=== DOCUMENT EXTRACT ===

Walking around at night, I came across some really great live music that I could hear from outside this bar. Just hung out and listened during the snowstorm.
And it REALLY started coming down. On the very last day of the year!!!!! Heaven.

And my Suica’s Penguin pass case and other transit mascot plushies got pretty covered, too. Well, penguins do belong in the snow after all.

Went to see the Sapporo Clock Tower just before midnight. It’s the oldest clock tower in Japan, but most people think it’s pretty underwhelming these days – its old wooden exterior and two stories feel short and insignificant next to all the other tall, modern buildings built all around it. Which makes me like it and its quaintness even more.

Turns out that admission was free for the few hours around midnight. I got to go in and poke around. I learned about how it’s one of the oldest buildings in Sapporo and still runs with its original machinery from 1881.
They had a computer set up to let you browse through archival materials about the history of the city, and of course I couldn’t help notice this amazing Windows XP screensaver. Japan’s most advanced computer.

And to boot, I got given a CD of the songs that were playing on the second floor, which is set up with rows of pews, the former drill hall of Sapporo Agricultural College. The CD contained a local song, 時計台のある街 Tokeidai no aru machi, “The Town with a Clock Tower”.

The ceremony hall on the second floor, which also had exhibitions on how the clock worked. The space gets used for concerts, lectures, and weddings.

The president of Massachusetts Agricultural College was invited to be the vice-president of the school, the first of its type in Japan. These photos prove the “American–Hokkaido friendship!”

This is what Sapporo used to look like!! Here was the campus in the 19th century. On the walls around the exhibits, they had kids’ drawings from a bunch of local schools who were invited to color in drawings of the clock tower as they saw fit.

For his friend Morimoto – Haste not & Rest more. I.N., on behalf of his family. A good thing to do at the end of the year.
And finally: 3, 2, 1, Happy New Year!!!! A bunch of kids were counting down too and we all told each other akemashite omedetou! akeome!!! as the clocktower rang out. It’s 2025!!!
Wednesday, January 1
Today’s transit:
Today, on New Year’s, when people are home with family and most things are closed in the country, I went to two different parks: First, the municipal Moerenuma Park, a giant public park on the outskirts of the city with a lot of pieces by Isamu Noguchi in it, one of my favorite artists whose pieces I’ve seen around the world. In the afternoon, I headed to Shiroi Koibito Park, a theme park focusing on the other (besides ROYCE’) of Hokkaido’s famous snacks, the “White Lover” langue de chat cookies.

===

**WORK TO COMPLETE**
a: In the Sapporo travel post, revise the passage starting with "This is what" and going on through "out. It’s 2025!!!", putting "college grounds" in place of "campus".
b: According to the Sapporo travel post, what year is the clock tower's original machinery from?
c: Does the Sapporo travel post agree with each statement? Answer yes or no, and quote the words from the post that settle it.
(i) Getting into the clock tower was free for a few hours around midnight.
(ii) The second floor used to be the drill hall of Sapporo Agricultural College.
(iii) Moerenuma Park is in the middle of the city.
The listing plays no part in this work.

=== DATASET EXTRACT ===

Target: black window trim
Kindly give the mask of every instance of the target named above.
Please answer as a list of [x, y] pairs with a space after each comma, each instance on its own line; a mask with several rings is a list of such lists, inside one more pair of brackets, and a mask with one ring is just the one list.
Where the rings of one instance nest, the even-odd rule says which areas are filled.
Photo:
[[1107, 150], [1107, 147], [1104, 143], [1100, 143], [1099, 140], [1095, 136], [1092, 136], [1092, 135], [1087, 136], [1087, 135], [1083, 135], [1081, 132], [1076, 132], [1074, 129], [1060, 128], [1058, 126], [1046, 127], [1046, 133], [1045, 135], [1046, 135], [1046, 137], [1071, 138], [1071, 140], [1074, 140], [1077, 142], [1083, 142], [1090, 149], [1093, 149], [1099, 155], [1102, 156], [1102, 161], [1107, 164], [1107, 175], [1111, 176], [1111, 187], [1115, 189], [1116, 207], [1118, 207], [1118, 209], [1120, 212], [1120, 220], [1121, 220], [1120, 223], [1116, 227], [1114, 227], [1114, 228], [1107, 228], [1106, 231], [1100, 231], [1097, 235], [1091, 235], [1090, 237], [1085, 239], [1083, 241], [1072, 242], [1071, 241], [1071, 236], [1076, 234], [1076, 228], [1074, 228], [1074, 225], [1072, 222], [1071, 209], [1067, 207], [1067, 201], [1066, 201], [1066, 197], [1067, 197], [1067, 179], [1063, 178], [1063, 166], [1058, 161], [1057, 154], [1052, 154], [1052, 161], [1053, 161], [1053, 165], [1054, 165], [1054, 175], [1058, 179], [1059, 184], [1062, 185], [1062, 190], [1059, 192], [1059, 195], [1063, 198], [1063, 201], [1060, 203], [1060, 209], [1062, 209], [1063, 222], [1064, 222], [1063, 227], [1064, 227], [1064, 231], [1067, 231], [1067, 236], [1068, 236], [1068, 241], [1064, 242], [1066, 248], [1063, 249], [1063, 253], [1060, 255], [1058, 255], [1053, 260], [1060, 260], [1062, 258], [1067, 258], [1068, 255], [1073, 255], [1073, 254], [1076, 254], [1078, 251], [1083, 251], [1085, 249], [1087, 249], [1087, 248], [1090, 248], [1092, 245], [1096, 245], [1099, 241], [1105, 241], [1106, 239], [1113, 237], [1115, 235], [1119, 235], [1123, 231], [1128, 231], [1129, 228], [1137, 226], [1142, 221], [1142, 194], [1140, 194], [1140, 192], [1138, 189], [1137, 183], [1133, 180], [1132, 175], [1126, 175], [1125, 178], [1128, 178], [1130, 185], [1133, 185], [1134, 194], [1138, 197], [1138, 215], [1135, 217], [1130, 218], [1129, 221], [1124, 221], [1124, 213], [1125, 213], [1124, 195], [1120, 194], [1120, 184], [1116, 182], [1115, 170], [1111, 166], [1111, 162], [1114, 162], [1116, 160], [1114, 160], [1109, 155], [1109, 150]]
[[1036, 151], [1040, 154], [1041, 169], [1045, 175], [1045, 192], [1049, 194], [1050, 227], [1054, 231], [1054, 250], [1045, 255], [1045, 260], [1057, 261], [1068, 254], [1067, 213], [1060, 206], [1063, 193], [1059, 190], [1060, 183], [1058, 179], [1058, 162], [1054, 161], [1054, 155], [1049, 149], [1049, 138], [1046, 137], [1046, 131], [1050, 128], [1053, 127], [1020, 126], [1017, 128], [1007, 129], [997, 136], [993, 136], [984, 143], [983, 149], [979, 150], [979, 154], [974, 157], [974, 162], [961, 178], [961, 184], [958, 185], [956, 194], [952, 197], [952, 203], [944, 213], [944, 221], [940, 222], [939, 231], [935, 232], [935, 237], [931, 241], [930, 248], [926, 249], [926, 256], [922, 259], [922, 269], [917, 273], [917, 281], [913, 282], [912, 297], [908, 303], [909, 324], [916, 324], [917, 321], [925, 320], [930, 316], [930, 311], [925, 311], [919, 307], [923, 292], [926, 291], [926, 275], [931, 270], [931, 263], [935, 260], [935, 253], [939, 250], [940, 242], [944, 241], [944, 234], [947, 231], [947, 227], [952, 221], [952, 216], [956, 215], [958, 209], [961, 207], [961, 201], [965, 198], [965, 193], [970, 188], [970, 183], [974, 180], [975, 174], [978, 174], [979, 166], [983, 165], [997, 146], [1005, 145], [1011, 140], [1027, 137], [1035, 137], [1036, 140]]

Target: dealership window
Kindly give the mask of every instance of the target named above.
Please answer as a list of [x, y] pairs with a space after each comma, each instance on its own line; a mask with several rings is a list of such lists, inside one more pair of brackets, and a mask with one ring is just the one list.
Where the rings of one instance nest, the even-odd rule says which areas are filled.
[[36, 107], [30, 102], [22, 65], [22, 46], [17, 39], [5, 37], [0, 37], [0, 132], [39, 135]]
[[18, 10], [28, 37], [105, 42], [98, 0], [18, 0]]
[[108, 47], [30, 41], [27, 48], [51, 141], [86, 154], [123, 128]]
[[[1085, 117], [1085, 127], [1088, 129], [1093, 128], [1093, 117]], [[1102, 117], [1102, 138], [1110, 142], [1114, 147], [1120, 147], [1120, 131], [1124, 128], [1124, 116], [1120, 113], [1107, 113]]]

===

**EXERCISE RESULTS**
a:
This is what Sapporo used to look like!! Here was the college grounds in the 19th century. On the walls around the exhibits, they had kids’ drawings from a bunch of local schools who were invited to color in drawings of the clock tower as they saw fit.

For his friend Morimoto – Haste not & Rest more. I.N., on behalf of his family. A good thing to do at the end of the year.
And finally: 3, 2, 1, Happy New Year!!!! A bunch of kids were counting down too and we all told each other akemashite omedetou! akeome!!! as the clocktower rang out. It’s 2025!!!

b: 1881

c:
(i) Yes: "Turns out that admission was free for the few hours around midnight."
(ii) Yes: "the former drill hall of Sapporo Agricultural College"
(iii) No: "a giant public park on the outskirts of the city"